After becoming a mother, Madhu noticed a dramatic change in her lifestyle. “Before having kids, you can work till 10 pm every day of the week, but after, you have to learn to balance work and life.” It got easier as her son grew older but she maintains that she hasn’t been able to work the way she did before, something she has observed among her other female colleagues as well. “It’s an irreversible change.”

Science is not always equal

In the future, Madhu plans on raising awareness about the invisible presence and effects of nanoparticles. She worries about indiscriminate use. “They are being added in cosmetics as well… gold facials, sunscreens, teeth whiteners, they all contain nanomaterials. The problem with the cosmetic industry is that they don’t even label these products and there are no laws that tell the consumer [that they are exposed]. So people are not even aware of it.” Pharmaceuticals scientist Sanju Nanda echoed similar concerns in this report.

Madhu lamented that as of now, India is far behind countries like Australia with respect to regulations. Australia is so far the only country to have specific laws about nanoparticle presence in consumer goods, she informed. Yet, she’s hopeful that the government will pass some regulations that stipulate what nanomaterials are present in consumer goods and pass regulations for exposure limits. For this, she knows that work in her area is crucial. “These regulations will only come when active research on toxicology takes place.”

EXTRACTED ENTRIES
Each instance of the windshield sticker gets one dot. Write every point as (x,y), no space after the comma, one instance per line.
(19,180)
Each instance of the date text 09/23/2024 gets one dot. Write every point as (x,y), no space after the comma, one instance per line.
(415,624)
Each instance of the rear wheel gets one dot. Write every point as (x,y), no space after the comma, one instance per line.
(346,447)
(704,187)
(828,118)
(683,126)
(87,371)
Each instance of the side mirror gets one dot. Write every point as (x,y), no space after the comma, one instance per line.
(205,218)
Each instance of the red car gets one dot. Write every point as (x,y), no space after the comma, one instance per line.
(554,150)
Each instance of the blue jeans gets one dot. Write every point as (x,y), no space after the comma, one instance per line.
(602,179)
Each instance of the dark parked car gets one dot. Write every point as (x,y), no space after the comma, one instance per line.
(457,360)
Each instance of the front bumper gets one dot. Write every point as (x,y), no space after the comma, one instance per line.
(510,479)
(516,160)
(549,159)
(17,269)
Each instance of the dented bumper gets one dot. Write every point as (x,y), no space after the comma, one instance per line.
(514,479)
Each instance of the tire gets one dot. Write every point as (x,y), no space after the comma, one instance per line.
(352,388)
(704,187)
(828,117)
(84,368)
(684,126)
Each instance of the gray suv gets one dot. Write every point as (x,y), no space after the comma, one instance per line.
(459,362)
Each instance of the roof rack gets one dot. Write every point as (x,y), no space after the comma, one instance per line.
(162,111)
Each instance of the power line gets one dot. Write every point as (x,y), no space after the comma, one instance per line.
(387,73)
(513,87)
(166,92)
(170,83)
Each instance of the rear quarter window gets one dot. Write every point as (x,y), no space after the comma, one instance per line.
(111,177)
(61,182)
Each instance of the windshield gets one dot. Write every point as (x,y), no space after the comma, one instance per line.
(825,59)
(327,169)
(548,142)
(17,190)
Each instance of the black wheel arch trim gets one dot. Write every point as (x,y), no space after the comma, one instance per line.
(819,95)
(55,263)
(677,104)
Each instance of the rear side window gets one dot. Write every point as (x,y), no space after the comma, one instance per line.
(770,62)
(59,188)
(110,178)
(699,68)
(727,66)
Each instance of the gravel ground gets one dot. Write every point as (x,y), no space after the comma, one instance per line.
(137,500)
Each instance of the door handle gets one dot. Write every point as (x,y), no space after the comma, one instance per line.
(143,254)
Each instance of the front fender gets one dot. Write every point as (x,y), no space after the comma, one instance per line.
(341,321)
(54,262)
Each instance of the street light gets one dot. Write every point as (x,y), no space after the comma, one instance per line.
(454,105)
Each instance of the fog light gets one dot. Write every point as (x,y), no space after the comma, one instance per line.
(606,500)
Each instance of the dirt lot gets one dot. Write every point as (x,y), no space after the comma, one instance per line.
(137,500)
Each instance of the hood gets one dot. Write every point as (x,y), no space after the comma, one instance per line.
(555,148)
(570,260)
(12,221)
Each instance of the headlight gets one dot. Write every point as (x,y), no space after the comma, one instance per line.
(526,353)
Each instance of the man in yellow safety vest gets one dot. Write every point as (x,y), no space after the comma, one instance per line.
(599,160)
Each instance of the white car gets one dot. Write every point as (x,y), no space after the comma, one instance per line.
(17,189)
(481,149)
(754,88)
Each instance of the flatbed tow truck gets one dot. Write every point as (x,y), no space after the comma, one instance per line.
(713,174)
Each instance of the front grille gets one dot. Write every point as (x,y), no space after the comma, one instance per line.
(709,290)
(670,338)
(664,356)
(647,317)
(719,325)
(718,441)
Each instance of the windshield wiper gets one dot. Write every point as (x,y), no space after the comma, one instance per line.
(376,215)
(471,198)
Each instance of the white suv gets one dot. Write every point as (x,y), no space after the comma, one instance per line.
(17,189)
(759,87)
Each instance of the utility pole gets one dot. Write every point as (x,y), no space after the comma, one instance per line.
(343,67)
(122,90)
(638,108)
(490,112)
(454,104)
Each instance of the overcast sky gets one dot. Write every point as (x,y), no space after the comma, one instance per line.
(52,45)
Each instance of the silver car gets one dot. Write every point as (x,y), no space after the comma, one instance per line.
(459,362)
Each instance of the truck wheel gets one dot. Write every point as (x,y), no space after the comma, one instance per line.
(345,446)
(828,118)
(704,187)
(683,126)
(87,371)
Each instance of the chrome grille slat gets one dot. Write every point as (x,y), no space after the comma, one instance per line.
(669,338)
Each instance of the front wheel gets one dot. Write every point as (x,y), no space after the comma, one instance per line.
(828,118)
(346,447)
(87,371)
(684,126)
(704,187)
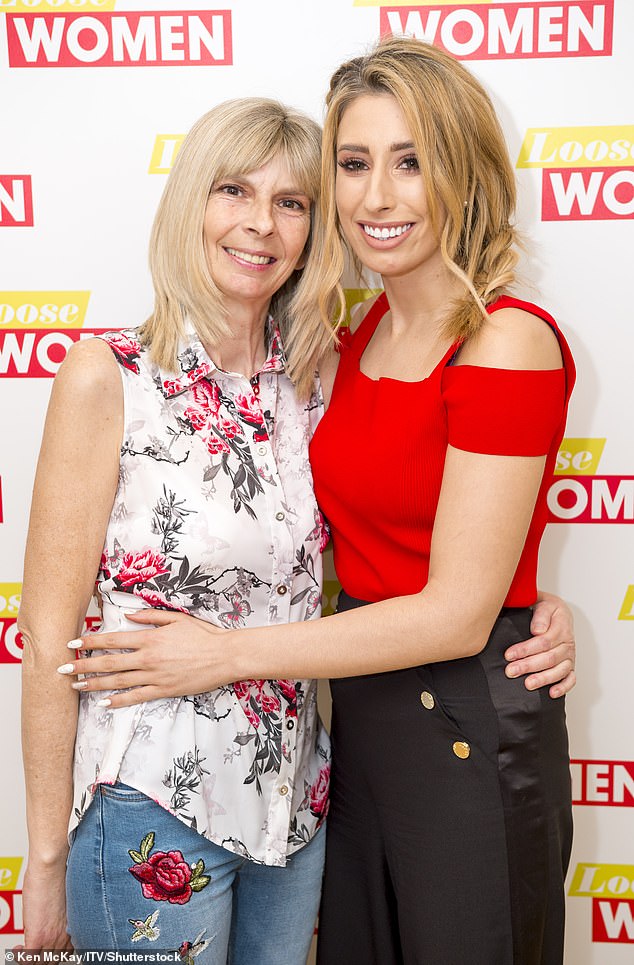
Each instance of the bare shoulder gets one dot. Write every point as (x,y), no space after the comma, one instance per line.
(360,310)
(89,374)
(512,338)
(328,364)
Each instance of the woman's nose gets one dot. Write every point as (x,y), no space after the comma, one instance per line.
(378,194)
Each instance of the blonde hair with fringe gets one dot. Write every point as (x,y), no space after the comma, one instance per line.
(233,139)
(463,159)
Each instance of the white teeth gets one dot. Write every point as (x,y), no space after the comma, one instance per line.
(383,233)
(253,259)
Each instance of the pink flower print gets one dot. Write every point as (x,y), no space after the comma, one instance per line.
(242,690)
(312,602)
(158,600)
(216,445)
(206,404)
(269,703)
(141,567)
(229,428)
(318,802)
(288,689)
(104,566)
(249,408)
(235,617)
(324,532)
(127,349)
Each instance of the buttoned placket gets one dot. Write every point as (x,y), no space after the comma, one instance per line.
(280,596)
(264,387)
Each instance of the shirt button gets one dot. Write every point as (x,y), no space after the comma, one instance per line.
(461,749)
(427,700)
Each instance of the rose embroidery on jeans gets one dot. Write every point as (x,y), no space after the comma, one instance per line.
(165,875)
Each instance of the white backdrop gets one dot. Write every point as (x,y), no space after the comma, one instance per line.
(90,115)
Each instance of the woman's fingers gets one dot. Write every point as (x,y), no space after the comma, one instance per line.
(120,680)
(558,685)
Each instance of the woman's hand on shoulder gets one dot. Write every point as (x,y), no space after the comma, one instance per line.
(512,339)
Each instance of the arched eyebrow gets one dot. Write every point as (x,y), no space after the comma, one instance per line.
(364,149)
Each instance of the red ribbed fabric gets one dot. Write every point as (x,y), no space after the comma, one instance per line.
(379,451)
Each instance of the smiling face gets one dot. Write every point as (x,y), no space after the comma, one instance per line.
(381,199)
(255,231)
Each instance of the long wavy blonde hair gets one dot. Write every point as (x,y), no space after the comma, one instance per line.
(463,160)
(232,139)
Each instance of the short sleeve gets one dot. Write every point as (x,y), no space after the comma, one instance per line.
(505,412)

...

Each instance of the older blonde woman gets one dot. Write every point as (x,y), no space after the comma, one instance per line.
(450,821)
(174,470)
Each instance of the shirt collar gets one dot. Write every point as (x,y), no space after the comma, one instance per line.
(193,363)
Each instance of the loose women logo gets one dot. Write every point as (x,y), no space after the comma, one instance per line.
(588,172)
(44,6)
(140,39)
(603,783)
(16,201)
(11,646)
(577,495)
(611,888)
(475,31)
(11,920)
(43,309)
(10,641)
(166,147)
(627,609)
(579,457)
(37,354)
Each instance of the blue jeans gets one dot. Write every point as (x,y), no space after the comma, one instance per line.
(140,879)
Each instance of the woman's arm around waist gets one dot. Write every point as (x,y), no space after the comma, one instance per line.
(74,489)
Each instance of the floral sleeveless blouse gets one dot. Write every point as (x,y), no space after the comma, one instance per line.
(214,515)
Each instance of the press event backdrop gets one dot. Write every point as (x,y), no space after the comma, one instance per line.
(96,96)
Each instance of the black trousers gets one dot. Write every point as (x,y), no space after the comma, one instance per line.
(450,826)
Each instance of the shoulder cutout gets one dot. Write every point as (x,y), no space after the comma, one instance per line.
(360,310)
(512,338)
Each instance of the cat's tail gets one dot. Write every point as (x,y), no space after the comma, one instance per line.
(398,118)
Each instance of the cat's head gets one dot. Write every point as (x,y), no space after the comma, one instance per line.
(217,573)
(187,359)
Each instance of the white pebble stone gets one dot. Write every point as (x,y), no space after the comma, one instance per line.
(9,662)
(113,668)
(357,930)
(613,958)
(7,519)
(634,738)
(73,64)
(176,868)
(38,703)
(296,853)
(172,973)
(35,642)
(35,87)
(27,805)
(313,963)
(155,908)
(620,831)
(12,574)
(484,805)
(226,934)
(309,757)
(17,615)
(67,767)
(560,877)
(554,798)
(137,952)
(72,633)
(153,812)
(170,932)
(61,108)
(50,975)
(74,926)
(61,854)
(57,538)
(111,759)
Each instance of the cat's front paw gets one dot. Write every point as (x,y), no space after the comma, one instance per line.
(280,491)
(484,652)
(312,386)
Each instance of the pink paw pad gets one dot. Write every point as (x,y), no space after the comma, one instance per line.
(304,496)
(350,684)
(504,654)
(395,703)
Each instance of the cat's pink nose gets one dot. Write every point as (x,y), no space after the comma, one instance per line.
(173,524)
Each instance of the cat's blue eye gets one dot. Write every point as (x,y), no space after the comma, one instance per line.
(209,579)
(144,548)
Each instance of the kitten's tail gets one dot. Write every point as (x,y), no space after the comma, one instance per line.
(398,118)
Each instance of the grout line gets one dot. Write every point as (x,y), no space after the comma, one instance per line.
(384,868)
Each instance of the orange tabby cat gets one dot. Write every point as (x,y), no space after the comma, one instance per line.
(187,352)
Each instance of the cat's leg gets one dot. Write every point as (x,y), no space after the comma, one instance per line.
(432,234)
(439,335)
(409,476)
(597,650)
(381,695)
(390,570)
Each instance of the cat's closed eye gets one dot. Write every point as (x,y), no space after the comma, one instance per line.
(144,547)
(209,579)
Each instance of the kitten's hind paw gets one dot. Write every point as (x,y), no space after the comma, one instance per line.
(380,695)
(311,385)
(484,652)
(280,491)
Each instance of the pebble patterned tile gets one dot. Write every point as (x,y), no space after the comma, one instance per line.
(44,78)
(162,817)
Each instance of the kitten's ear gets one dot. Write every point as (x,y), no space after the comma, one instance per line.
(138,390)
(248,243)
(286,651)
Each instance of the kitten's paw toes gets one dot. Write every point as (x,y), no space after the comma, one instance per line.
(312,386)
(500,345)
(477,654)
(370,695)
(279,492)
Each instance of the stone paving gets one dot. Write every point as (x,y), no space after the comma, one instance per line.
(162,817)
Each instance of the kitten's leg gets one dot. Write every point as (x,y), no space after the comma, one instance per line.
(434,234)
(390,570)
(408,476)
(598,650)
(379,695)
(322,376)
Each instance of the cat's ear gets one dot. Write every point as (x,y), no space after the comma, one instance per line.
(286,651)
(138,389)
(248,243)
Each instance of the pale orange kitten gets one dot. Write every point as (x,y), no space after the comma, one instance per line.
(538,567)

==

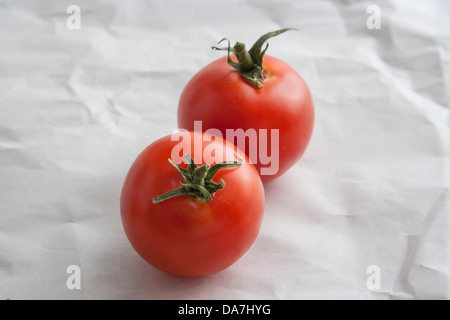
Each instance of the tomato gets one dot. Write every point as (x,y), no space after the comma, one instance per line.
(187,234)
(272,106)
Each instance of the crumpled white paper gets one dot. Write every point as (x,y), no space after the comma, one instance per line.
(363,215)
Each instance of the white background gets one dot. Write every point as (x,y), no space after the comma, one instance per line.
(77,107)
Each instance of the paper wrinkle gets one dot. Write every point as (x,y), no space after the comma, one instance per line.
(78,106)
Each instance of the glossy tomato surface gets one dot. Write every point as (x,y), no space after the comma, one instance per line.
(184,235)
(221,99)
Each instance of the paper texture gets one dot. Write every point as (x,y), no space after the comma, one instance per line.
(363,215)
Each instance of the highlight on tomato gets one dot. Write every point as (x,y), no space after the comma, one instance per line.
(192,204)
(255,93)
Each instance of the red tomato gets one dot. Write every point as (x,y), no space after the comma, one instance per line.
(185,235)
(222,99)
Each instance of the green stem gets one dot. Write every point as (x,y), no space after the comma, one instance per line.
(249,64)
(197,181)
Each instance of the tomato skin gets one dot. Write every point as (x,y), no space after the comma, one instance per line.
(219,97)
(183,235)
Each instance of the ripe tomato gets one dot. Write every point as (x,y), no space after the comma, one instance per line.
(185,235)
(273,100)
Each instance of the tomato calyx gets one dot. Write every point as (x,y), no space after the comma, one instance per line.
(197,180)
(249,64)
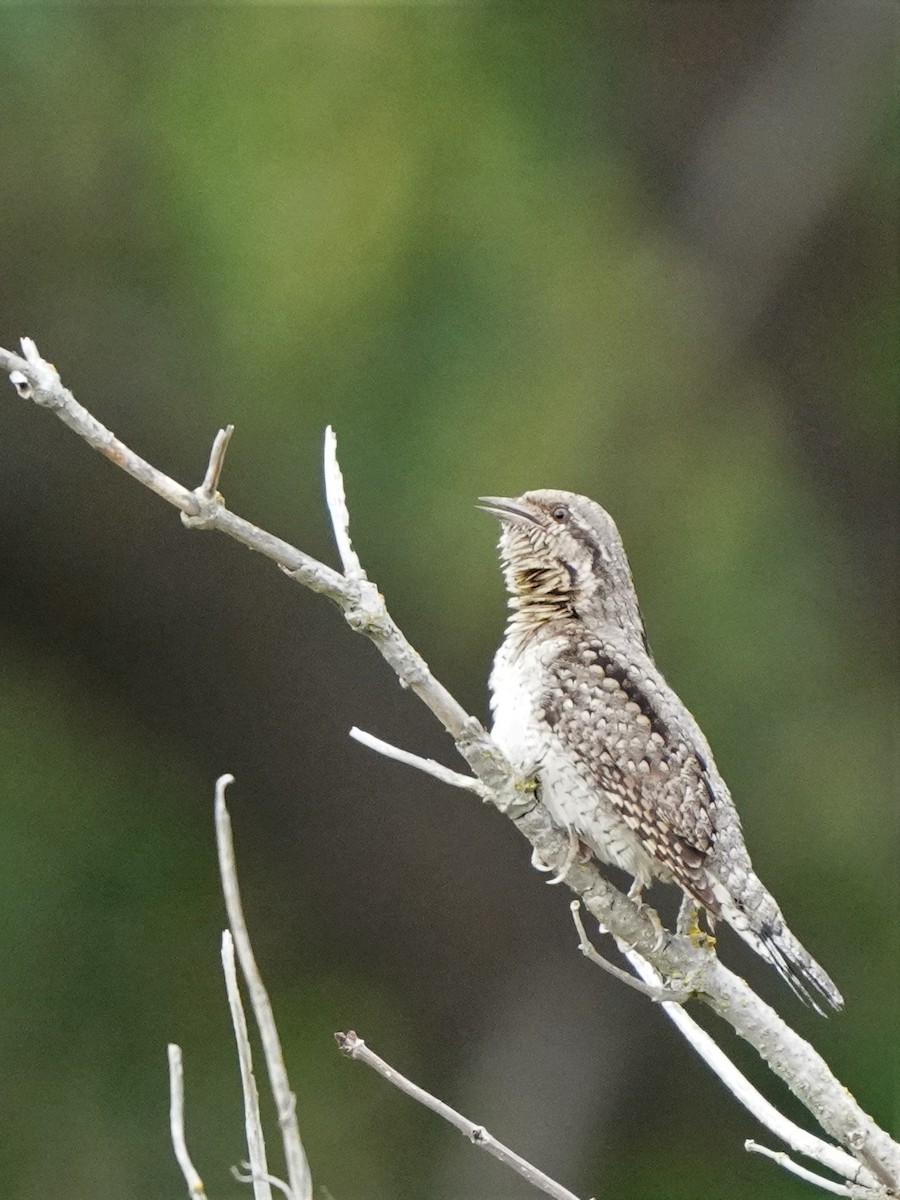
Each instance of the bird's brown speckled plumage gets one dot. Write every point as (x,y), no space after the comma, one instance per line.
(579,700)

WORK TO COMPLETE
Quote the passage about Madhu from "Science is not" to "in this report.". The items have nothing to do with the passage about Madhu.

FINISHED EXERCISE
Science is not always equal

In the future, Madhu plans on raising awareness about the invisible presence and effects of nanoparticles. She worries about indiscriminate use. “They are being added in cosmetics as well… gold facials, sunscreens, teeth whiteners, they all contain nanomaterials. The problem with the cosmetic industry is that they don’t even label these products and there are no laws that tell the consumer [that they are exposed]. So people are not even aware of it.” Pharmaceuticals scientist Sanju Nanda echoed similar concerns in this report.